[Input records Boundary: Start]

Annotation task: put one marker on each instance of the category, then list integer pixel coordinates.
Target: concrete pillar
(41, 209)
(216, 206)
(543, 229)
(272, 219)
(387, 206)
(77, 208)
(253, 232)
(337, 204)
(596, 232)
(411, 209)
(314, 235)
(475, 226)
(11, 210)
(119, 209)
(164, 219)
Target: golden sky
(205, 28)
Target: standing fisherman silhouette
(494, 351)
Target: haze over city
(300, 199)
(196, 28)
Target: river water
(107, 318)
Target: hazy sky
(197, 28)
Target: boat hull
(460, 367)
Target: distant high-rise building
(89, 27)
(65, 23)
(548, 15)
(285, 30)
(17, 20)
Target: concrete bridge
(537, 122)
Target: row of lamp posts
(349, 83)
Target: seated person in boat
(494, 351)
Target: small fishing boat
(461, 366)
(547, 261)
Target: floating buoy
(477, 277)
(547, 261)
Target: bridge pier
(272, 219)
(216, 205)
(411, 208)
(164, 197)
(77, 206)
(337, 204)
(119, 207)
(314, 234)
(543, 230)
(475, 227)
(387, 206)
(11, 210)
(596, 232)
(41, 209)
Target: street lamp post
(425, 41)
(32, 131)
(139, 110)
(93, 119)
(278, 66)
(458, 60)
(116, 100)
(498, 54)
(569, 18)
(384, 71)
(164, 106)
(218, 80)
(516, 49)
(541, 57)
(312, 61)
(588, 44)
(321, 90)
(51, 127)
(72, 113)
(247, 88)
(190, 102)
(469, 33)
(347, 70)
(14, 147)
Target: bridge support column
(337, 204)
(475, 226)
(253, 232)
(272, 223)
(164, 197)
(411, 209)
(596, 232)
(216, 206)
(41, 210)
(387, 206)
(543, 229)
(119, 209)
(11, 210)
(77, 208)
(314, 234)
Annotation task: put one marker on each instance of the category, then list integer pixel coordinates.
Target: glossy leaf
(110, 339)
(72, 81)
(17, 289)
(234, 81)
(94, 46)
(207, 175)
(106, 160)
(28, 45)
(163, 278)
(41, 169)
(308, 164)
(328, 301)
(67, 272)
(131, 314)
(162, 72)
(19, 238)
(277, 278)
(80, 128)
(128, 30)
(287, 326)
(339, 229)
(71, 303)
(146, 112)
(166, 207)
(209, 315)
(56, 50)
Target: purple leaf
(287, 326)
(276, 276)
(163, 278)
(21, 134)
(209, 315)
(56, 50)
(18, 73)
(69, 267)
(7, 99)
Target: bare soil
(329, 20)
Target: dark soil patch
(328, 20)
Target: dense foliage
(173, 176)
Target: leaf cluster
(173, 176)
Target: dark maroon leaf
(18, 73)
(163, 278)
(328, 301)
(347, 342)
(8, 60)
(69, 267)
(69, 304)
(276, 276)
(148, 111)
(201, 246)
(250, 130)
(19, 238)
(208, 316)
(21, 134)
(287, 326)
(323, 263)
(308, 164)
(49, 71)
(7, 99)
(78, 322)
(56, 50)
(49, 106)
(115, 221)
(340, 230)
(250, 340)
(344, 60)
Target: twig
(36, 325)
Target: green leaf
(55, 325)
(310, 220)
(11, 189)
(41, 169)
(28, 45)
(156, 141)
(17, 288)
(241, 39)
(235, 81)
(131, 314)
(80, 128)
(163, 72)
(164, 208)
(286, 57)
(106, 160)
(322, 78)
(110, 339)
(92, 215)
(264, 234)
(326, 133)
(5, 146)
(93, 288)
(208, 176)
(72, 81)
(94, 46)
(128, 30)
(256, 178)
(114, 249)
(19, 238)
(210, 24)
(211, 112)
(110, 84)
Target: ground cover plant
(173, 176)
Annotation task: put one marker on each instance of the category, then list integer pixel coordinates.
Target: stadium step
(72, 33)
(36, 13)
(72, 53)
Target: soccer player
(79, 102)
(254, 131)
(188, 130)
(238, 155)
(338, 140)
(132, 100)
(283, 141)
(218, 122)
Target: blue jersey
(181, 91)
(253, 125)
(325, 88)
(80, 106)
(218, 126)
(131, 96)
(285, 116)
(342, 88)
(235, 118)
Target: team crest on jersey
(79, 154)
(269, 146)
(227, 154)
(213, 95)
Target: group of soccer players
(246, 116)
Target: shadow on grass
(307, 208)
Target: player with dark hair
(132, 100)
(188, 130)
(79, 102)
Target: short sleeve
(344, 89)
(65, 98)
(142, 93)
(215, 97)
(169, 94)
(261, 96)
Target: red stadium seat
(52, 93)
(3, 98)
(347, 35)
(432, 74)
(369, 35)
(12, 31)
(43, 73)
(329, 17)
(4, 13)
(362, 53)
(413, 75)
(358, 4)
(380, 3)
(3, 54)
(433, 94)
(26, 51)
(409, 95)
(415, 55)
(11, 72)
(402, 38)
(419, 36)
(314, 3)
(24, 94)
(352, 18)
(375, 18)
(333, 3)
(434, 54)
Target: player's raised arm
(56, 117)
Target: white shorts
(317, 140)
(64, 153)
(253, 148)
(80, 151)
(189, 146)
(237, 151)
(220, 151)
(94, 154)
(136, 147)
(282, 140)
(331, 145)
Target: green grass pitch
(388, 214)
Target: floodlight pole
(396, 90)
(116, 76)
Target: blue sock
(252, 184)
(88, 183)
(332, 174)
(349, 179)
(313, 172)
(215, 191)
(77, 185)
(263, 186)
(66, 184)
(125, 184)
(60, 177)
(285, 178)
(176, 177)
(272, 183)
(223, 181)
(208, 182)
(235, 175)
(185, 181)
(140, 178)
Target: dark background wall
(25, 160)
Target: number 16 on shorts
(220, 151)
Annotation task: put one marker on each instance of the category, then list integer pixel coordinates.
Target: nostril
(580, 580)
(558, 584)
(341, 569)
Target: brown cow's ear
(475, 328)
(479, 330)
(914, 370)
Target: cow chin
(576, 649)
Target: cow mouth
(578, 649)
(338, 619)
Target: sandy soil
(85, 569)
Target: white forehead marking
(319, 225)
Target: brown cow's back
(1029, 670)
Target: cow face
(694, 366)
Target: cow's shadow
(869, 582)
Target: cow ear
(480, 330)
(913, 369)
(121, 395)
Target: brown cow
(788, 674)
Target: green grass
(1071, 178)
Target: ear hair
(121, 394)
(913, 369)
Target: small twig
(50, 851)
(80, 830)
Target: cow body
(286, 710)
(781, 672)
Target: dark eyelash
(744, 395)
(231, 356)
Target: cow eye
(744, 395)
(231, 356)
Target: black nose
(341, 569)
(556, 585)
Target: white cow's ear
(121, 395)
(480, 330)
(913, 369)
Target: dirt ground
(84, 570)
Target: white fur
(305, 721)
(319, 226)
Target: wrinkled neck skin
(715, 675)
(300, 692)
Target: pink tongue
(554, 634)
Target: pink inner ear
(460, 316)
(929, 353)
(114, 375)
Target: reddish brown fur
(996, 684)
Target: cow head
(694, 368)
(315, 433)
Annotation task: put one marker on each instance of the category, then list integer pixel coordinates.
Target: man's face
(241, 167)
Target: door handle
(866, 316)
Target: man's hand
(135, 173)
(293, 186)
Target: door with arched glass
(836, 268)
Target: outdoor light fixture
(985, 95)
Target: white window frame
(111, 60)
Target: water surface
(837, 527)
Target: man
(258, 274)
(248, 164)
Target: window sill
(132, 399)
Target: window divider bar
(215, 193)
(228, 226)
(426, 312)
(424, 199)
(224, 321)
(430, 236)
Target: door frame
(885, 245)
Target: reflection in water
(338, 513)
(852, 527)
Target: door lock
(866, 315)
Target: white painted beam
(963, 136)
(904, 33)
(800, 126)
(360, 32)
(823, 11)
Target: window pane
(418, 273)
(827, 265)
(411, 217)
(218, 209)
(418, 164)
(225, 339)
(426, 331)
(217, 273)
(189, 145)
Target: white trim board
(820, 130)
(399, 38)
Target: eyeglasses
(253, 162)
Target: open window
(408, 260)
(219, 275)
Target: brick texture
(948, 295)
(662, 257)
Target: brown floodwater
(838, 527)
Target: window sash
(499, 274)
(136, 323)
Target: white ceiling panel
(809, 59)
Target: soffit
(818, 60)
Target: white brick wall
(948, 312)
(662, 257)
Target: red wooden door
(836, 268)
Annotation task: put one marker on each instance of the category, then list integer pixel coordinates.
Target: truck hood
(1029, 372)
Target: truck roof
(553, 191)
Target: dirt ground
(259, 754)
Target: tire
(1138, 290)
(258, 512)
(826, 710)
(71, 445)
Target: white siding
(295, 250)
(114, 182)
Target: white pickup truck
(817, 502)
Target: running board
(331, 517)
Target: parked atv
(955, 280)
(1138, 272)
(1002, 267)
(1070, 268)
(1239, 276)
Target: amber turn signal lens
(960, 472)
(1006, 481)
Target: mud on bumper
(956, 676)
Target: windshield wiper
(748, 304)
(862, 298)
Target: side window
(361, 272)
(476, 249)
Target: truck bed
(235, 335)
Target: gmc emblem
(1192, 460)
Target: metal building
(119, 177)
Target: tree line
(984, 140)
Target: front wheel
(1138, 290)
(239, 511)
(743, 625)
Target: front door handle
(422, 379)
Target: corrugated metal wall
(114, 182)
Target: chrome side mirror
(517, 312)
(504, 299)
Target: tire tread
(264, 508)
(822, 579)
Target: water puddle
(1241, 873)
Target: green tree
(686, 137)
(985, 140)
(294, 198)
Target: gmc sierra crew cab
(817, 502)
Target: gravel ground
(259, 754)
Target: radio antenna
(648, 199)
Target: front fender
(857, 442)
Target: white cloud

[Input records Boundary: End]

What the task asks: Reproduce the lines of the entries above exactly, but only from the line containing "Target: tree line" through the final line.

Answer to this exercise:
Target: tree line
(984, 140)
Target: front wheel
(1138, 290)
(239, 511)
(743, 625)
Target: front door handle
(422, 379)
Target: corrugated metal wall
(114, 182)
Target: chrome side mirror
(517, 312)
(504, 299)
Target: tire tread
(264, 508)
(822, 579)
Target: water puddle
(1241, 873)
Target: green tree
(686, 137)
(985, 140)
(294, 198)
Target: gmc sierra crew cab
(817, 502)
Target: gravel ground
(259, 754)
Target: radio antenna
(648, 199)
Target: front fender
(857, 442)
Target: white cloud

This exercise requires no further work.